_REQUIREMENT:_ Copy the line containing "Phrase: snow-covered barrier", then all lines after it up to and including the final line of the material, exactly and without additions.

_ITEMS:_

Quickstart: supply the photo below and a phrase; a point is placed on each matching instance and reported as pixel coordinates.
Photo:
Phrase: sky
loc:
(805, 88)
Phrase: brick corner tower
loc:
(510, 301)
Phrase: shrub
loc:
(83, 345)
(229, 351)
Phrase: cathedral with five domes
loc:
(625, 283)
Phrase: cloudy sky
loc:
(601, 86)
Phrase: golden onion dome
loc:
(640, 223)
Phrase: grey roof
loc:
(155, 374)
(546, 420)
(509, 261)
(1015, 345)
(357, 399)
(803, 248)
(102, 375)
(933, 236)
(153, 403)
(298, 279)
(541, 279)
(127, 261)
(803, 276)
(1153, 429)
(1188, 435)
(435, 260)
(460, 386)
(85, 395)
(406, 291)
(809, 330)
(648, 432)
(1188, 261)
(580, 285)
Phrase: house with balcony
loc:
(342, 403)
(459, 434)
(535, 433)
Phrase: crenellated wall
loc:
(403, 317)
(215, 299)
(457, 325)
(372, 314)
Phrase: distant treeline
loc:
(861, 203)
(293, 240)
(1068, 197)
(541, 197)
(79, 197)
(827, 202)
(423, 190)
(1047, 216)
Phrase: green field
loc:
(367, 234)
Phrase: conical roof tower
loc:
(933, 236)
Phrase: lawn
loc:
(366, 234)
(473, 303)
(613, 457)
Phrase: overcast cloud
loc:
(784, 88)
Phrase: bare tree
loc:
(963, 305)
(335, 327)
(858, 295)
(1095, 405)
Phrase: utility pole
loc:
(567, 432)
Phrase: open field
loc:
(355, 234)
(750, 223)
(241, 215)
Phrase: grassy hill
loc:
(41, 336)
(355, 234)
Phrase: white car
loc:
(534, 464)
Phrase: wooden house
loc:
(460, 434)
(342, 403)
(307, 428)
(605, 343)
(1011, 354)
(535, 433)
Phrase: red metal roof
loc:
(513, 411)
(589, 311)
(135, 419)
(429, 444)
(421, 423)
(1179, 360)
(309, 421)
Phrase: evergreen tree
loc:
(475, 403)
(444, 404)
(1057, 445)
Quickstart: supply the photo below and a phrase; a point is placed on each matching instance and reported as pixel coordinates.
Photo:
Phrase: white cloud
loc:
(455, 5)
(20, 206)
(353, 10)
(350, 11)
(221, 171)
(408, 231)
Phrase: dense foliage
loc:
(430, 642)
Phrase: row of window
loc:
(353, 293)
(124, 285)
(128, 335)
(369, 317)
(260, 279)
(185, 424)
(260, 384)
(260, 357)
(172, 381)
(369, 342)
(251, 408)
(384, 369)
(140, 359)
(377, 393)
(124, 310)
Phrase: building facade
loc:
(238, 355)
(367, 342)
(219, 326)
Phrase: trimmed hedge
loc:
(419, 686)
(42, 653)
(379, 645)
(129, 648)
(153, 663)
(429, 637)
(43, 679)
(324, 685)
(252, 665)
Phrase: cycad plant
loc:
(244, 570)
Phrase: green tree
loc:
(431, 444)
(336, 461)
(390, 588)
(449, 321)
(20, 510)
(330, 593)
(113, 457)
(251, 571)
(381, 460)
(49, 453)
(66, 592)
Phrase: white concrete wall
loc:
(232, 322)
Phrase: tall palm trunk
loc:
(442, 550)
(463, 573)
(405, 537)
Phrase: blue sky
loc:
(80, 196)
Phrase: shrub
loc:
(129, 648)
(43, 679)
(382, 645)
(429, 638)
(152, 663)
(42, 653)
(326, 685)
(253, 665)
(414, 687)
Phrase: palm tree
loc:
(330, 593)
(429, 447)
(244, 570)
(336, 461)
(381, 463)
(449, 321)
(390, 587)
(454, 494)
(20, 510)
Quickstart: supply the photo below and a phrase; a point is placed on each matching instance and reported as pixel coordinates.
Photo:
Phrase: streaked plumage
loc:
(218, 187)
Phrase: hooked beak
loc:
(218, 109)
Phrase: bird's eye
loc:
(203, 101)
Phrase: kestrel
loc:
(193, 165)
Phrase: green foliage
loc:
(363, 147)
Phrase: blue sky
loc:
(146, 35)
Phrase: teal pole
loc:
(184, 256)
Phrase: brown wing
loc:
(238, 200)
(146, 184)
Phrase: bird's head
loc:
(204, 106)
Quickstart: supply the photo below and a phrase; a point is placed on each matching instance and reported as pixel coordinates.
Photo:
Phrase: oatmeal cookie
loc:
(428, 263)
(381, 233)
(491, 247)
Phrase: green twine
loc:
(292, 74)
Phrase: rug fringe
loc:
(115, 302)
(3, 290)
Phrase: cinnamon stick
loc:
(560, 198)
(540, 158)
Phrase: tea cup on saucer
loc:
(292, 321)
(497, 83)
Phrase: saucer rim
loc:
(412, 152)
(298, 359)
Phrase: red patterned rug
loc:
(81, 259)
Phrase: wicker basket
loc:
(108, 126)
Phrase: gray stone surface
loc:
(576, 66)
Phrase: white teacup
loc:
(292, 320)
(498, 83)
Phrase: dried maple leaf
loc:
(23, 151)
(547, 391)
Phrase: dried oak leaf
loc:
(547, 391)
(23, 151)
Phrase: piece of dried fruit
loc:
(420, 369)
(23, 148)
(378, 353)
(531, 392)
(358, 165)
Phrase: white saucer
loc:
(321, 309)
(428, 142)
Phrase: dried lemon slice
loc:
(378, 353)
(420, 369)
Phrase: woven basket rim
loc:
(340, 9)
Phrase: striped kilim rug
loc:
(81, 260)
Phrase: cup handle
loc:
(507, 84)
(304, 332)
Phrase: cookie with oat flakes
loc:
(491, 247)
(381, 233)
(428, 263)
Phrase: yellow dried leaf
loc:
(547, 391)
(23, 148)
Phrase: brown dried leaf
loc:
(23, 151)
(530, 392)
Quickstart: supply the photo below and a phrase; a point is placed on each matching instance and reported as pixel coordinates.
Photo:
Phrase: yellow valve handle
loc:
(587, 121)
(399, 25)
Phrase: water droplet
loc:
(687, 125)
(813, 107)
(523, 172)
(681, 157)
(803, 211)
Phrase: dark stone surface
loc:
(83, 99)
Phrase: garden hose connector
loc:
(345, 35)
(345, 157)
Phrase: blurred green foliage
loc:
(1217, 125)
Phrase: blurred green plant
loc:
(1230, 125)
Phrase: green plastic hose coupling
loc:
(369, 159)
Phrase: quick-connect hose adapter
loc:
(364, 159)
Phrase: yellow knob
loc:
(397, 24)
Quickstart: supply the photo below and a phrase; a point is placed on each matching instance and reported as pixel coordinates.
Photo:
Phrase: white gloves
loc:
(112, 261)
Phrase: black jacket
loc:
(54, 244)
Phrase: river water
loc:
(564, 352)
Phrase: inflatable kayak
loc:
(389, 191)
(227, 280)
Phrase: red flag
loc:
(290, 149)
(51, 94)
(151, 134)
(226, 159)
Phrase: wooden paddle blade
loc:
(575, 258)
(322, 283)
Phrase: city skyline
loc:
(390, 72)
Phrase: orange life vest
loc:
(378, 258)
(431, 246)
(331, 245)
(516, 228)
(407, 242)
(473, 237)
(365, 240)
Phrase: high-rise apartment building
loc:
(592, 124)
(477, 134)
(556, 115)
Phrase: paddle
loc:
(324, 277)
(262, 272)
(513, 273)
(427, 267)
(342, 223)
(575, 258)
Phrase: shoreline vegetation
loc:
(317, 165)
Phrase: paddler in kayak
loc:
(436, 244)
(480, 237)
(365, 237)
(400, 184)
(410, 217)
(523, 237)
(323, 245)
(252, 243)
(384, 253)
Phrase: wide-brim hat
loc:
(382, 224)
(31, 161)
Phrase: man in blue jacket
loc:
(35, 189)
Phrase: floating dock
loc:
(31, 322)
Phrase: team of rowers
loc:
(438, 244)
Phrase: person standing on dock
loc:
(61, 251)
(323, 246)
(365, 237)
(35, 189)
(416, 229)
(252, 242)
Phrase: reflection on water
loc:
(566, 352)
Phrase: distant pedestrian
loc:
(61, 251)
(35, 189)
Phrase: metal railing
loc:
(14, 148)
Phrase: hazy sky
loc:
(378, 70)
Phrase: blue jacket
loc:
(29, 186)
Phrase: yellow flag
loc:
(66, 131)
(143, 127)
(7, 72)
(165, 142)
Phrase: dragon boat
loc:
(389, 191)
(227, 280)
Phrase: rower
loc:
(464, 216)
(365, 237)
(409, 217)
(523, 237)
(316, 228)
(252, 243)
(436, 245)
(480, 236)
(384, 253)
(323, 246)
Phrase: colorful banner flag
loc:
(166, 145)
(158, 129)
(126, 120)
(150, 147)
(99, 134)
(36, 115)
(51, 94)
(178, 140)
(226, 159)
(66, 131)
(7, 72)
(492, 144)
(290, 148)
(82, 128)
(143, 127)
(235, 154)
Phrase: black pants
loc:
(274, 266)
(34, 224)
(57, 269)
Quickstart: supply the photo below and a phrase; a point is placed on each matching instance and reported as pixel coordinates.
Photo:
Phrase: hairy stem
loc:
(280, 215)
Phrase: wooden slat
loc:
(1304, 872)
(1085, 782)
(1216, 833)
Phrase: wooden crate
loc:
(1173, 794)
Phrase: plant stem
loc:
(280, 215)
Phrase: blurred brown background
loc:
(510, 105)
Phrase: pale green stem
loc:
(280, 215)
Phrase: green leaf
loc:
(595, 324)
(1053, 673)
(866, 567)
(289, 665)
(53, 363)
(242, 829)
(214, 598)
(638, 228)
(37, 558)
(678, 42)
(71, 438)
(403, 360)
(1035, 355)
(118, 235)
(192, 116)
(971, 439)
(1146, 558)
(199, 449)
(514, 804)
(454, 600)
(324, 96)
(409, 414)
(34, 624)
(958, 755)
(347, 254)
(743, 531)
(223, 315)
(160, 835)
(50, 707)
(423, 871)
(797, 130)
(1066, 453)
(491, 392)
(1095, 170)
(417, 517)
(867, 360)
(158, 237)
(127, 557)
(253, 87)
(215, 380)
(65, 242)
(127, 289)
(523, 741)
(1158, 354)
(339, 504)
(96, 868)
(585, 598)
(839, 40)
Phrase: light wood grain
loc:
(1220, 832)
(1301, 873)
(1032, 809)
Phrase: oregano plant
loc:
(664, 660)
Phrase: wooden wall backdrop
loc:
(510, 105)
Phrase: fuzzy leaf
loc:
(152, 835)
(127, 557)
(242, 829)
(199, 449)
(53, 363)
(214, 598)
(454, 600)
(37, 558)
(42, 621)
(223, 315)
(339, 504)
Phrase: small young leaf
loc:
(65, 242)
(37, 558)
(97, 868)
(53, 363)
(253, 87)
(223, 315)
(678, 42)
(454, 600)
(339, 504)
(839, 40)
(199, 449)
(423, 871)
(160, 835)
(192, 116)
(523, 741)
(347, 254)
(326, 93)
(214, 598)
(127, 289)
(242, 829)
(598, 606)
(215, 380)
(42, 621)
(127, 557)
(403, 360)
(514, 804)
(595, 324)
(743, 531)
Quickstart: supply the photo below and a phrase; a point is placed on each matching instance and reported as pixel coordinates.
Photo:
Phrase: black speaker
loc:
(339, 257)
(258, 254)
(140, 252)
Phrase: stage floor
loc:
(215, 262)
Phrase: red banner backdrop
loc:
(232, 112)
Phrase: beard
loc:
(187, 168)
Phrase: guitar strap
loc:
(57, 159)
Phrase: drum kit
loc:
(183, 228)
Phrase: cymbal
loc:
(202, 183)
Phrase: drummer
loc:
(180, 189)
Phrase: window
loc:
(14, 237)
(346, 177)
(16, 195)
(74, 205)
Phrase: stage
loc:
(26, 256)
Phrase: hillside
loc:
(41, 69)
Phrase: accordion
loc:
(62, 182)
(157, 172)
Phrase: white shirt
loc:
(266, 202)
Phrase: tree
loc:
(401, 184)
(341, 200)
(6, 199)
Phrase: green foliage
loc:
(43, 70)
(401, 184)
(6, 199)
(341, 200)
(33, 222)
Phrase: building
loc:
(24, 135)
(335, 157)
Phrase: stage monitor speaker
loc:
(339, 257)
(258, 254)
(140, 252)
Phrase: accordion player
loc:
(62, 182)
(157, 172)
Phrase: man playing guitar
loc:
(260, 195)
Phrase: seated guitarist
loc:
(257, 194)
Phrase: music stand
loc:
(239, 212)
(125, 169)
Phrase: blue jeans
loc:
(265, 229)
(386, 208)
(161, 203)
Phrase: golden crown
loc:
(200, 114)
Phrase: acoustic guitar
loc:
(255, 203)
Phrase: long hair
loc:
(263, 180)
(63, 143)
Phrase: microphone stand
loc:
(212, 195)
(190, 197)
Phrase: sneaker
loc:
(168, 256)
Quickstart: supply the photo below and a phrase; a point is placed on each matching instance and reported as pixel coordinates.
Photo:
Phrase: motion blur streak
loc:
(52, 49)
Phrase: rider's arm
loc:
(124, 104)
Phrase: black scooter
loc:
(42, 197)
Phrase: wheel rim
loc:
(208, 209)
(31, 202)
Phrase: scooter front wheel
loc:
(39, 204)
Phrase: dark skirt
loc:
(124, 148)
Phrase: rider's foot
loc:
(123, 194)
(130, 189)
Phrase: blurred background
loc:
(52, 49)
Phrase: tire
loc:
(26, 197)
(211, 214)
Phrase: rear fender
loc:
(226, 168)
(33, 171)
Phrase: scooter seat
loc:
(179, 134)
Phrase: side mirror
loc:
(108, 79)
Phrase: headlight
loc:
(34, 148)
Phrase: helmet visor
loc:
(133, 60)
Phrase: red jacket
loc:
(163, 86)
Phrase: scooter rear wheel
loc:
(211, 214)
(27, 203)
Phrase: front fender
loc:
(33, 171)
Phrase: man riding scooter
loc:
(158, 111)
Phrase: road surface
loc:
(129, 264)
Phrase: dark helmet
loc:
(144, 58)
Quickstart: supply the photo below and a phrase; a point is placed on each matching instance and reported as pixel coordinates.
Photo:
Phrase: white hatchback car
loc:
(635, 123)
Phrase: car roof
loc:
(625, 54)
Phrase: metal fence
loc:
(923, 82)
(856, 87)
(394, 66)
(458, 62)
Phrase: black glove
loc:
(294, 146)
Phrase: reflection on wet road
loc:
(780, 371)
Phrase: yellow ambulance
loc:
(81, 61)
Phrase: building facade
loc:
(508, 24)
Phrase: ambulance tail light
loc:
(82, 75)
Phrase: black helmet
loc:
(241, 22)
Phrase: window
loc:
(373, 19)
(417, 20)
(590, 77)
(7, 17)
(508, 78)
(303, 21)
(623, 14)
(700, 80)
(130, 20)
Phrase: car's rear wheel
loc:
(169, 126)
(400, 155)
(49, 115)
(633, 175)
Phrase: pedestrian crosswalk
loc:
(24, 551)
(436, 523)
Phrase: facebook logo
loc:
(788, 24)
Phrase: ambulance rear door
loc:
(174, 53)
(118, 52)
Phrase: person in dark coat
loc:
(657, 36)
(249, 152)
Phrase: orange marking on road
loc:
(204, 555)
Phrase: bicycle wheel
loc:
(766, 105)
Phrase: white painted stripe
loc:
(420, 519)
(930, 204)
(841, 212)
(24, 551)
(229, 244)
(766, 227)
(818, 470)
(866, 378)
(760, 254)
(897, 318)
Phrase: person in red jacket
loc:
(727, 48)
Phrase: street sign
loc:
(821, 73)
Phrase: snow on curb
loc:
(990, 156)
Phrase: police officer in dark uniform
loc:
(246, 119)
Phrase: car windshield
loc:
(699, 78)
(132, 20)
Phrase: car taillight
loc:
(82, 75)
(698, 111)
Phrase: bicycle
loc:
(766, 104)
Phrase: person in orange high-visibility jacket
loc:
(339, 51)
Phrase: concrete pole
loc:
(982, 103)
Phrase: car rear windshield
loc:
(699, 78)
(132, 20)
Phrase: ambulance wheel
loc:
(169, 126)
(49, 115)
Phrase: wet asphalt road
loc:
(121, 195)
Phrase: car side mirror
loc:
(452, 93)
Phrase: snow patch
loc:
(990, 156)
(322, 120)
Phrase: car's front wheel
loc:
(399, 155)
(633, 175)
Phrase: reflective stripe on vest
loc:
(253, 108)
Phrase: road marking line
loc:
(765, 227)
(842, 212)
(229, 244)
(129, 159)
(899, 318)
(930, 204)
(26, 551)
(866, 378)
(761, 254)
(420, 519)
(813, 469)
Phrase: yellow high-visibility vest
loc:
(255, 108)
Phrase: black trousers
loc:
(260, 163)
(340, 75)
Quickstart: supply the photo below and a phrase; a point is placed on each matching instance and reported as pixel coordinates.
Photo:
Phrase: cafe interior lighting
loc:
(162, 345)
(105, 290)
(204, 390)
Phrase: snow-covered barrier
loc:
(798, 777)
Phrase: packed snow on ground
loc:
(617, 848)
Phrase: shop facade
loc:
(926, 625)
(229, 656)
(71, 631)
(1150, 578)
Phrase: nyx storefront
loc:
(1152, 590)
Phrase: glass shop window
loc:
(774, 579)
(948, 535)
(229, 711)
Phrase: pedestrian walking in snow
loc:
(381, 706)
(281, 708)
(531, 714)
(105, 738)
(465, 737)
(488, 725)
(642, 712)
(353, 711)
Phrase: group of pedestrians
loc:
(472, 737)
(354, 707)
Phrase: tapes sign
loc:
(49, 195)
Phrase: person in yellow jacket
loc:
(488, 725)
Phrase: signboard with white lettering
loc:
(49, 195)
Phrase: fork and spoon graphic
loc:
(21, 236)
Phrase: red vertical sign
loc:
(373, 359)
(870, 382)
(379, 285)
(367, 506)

_REPLY TO THE TASK:_
Phrase: snow-covered barrier
loc:
(798, 777)
Phrase: packed snow on ground
loc:
(617, 848)
Phrase: shop facade
loc:
(926, 625)
(229, 656)
(71, 631)
(1150, 578)
Phrase: nyx storefront
loc:
(1152, 590)
Phrase: glass shop window
loc:
(774, 579)
(948, 535)
(229, 711)
Phrase: pedestrian walking in snow
loc:
(381, 706)
(281, 708)
(531, 714)
(105, 738)
(465, 737)
(488, 725)
(642, 712)
(353, 711)
Phrase: group of pedestrians
loc:
(472, 737)
(354, 707)
Phrase: tapes sign
loc:
(49, 195)
Phrase: person in yellow jacket
loc:
(488, 725)
Phrase: signboard with white lettering
loc:
(49, 195)
Phrase: fork and spoon graphic
loc:
(21, 236)
Phrase: red vertical sign
loc:
(373, 359)
(870, 382)
(379, 285)
(367, 506)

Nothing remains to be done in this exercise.